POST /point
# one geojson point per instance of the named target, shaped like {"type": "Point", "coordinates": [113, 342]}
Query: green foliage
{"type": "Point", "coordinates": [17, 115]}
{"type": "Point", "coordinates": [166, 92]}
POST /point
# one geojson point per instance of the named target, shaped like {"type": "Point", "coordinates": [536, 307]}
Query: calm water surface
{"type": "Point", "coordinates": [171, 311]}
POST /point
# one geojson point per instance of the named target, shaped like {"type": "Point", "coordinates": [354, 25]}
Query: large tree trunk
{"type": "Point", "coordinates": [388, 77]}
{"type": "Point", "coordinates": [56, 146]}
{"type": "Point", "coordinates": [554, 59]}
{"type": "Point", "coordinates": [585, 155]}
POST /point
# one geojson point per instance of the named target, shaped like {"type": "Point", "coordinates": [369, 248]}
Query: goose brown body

ASSIGNMENT: Emit the full listing verbatim.

EXERCISE OUTPUT:
POST /point
# one geojson point per instance of the named target, shaped like {"type": "Point", "coordinates": [113, 342]}
Query: green foliage
{"type": "Point", "coordinates": [17, 115]}
{"type": "Point", "coordinates": [166, 92]}
POST /point
# one geojson point per instance of the named target, shaped like {"type": "Point", "coordinates": [536, 307]}
Query: calm water surface
{"type": "Point", "coordinates": [171, 311]}
POST /point
# one geojson point per instance of the named target, shaped like {"type": "Point", "coordinates": [354, 25]}
Query: large tree trunk
{"type": "Point", "coordinates": [388, 77]}
{"type": "Point", "coordinates": [56, 146]}
{"type": "Point", "coordinates": [554, 59]}
{"type": "Point", "coordinates": [585, 155]}
POST /point
# one geojson point per instance of the named target, shaped like {"type": "Point", "coordinates": [369, 248]}
Query: goose brown body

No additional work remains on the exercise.